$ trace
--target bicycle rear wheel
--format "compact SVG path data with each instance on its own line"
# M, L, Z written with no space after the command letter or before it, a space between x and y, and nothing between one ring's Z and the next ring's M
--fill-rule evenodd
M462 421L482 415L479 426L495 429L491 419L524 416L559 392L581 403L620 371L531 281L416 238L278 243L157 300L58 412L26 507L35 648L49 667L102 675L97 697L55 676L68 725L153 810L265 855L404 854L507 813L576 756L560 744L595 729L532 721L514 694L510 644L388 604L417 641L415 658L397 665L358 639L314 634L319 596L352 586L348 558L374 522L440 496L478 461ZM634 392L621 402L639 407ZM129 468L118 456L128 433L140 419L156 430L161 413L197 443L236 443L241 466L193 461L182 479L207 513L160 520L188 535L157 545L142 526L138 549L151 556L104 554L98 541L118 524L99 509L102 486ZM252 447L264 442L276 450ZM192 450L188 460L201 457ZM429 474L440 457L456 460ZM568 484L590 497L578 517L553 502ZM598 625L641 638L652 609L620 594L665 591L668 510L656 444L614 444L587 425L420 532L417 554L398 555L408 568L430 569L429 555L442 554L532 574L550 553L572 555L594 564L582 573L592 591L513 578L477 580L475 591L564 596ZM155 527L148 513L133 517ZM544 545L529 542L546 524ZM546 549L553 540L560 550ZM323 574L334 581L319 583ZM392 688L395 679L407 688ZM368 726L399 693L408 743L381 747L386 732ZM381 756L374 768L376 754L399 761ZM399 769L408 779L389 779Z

### [GIVEN REQUEST]
Output as a JSON list of strings, one per line with blank lines omitted, everything from the start of the material down to the line containing "--fill-rule evenodd".

### [TASK RESPONSE]
[
  "$ trace",
  "--target bicycle rear wheel",
  "--format \"compact SVG path data with each instance on its own line\"",
  "# M, L, Z written with no space after the command letter or before it, a space between x and y, and nothing between one ring's Z and the next ring's M",
  "--fill-rule evenodd"
]